What the exercise asks
Print all the records exactly, please.

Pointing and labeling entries
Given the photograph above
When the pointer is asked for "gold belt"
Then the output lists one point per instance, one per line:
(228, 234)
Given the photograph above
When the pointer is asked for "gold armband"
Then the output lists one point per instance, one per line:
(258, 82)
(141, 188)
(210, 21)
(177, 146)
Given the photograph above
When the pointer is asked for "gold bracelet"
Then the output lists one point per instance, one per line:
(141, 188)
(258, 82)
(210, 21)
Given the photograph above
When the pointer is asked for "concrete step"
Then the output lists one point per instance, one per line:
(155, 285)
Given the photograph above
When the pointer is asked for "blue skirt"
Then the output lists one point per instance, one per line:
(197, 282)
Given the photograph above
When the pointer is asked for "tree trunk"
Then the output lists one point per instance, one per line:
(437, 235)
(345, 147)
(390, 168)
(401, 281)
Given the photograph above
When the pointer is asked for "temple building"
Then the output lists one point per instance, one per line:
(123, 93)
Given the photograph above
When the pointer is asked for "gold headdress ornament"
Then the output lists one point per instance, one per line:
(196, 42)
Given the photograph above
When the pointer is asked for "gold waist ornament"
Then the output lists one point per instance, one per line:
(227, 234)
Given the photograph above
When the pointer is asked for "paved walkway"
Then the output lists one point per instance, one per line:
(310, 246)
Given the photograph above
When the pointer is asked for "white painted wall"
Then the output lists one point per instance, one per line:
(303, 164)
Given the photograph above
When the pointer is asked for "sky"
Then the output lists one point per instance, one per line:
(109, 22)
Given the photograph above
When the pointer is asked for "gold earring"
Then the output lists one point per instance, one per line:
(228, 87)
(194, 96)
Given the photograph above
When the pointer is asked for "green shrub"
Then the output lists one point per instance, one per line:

Response to the task
Given the photograph above
When the pointer is asked for "gold belt"
Then the output lists one point per instance, one per line:
(228, 234)
Given the photograph above
When the pointer is asked for "gold armband"
Then the output lists one point per instance, one per line:
(258, 82)
(141, 188)
(210, 21)
(177, 146)
Given the photograph above
When the pointer is asked for "gold bracelet"
Then the output lists one point per instance, one per line:
(141, 188)
(258, 82)
(210, 21)
Given the photograph above
When the pointer is asked for "concrete step"
Then the output lists one point per instance, one per line:
(155, 285)
Given the photograph above
When the pointer is asked for "blue skirt"
Then the output lists one point per instance, one per line:
(197, 282)
Given the photograph above
When the pointer is asked for "tree trunk"
Then the output lists one point per instance, one per line:
(437, 235)
(345, 147)
(390, 168)
(401, 281)
Given the photograph above
When the pointer is asked for "temple building"
Then the output lists one point per instance, one per line:
(123, 93)
Given the photograph above
When the pointer is asked for "gold headdress ornament"
Then the output lists one point per instance, one per line:
(196, 42)
Given the photograph above
When the pointer is asked for "gold waist ornament"
Then the output lists one point per instance, one per line:
(227, 234)
Given the photograph above
When the pointer is asked for "paved walkway"
Then the output lists one point per instance, one per line:
(310, 246)
Given the photograph above
When the pointer is asked for "white painted wall"
Then the output lists one point per instance, one per line:
(303, 164)
Given the photograph above
When the pointer is asked for "sky"
Then the output lists one point per instance, one per line:
(109, 22)
Given the photograph above
When the pointer is asked for "gold earring"
Then the output lists one point per instance, one per line:
(228, 87)
(194, 96)
Given the photograph above
When the pointer is asked for "green shrub"
Then the output lists one point per instance, one per line:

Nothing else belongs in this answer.